EXTRAIT À LIRE:
□ □ □ □
Un point important à mentionner avant de terminer : si les membres d’une Église se doivent d’être ouverts à la culture ambiante pour inculturer l’annonce de la Bonne Nouvelle, de manière à ce que l'Évangile soit proclamé dans le langage et la culture de ceux qui l'entendent, il est important pour eux de se rappeler qu’il peut y avoir des incompatibilités entre l’Évangile et la culture. Quand cela se produit, la mission de l’Église devrait viser à évangéliser les éléments de la culture qui sont en contradiction avec la Parole de Dieu et la dignité des personnes.

Au cours des dernières années, par le biais de leurs interventions sur les problèmes politiques, économiques et sociaux, les évêques du Québec ont régulièrement invité les communautés chrétiennes à l'évangélisation de la culture. Or évangéliser une culture, ce n'est pas seulement tenir un discours critique sur cette dernière ou conduire des individus sur le chemin de la foi, mais c'est aussi avoir une action planifiée qui vise, à long terme, à transformer les institutions qui se nourrissent de cette culture et qui en même temps la reproduisent. Rappelons que les institutions moulent les consciences des gens et, de la sorte, orientent largement leurs comportements. Vouloir évangéliser les individus sans chercher en même temps à transformer les institutions qui les façonnent dans un sens qui n'est pas nécessairement évangélique, c'est poursuivre à moitié l'objectif missionnaire[29].
□ □ □ □
CONTENU DES DONNÉES:

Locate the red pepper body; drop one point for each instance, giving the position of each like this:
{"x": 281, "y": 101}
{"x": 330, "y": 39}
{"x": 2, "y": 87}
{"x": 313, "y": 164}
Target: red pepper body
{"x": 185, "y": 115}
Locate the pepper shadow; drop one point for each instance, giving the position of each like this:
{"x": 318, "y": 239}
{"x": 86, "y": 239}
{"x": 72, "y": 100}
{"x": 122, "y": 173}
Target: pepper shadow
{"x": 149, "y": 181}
□ □ □ □
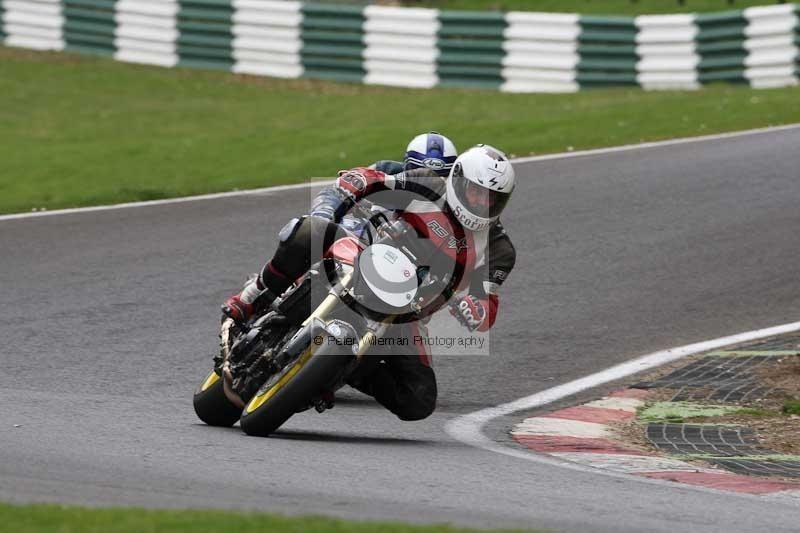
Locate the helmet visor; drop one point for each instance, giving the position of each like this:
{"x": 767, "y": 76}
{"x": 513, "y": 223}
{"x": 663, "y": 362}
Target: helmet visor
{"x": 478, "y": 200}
□ □ □ □
PROBLÈME POSÉ 1:
D'après l'extrait sur l'évangélisation de la culture, pourquoi évangéliser les individus sans chercher à transformer les institutions revient-il à ne poursuivre qu'à moitié l'objectif missionnaire ? Répondez en une à trois phrases.
PROBLÈME POSÉ 2:
Poursuivez l'extrait sur l'évangélisation de la culture à partir de sa dernière phrase.

RÉPONSE RÉDIGÉE 1:
Les institutions moulent les consciences des gens et orientent ainsi largement leurs comportements. Or elles les façonnent dans un sens qui n'est pas nécessairement évangélique. Viser les seuls individus laisse donc intacte une influence qui continue de les former.

RÉPONSE RÉDIGÉE 2:
Les Églises du Québec auront un impact plus grand sur la société si elles ne s’écartent pas du courant de la révolution médiatique mais qu’au contraire, elles cherchent à mieux s’y intégrer. Grâce à leur dimension humaine les groupes de maison seront certainement des oasis de relations authentiques et vraies dans un monde de plus en plus virtuel. Ils proposent une alternative, un complément pour les relations humaines appauvries par la distance qui sépare les interlocuteurs. L’explosion médiatique a l’avantage de transmettre des informations en quantité exponentielle, mais information ne veut pas dire communication. Les êtres humains ne pourront pas réellement s’épanouir dans des relations d’ordinateur à ordinateur. Les groupes de maison permettront aussi de donner un enseignement qui comporte un suivi et une progression logique pour mieux faire grandir les personnes.

Les groupes de maison ont l’avantage de permettre l’expérience de la fraternité, de l’engagement missionnaire et du dialogue avec d’autres personnes habitant un même lieu. Ils valorisent le sujet en lui permettant, dans les décisions qui sont prises, d’exercer son esprit démocratique. Enfin, l’accueil de personnes de cultures différentes habitue à la tolérance et permet un cheminement vers la compréhension mutuelle.

La révolution médiatique qui n’est pas encore dans sa phase la plus intense va longtemps encore influencer le Québec. En fait, cette révolution fait partie de sa culture, elle en est un des éléments les plus fascinants, car source de changements intenses et profonds qui sont loin d’êtres terminés. Ces changements culturels sont d’une importance considérable pour l’Église et sa mission de communiquer l’Évangile, car si le langage liturgique et les services ecclésiaux ne sont pas adaptés, le message de la Bonne Nouvelle sera incompréhensible et peu en lien avec les besoins réels qui émergent de cette culture en perpétuel changement. Le modèle de croissance intégrale vise l’adaptation au milieu, mais il faudra considérer que cette adaptation n’est pas acquise une fois pour toutes et être constamment à l’écoute du milieu pour s’ajuster au fur et à mesure.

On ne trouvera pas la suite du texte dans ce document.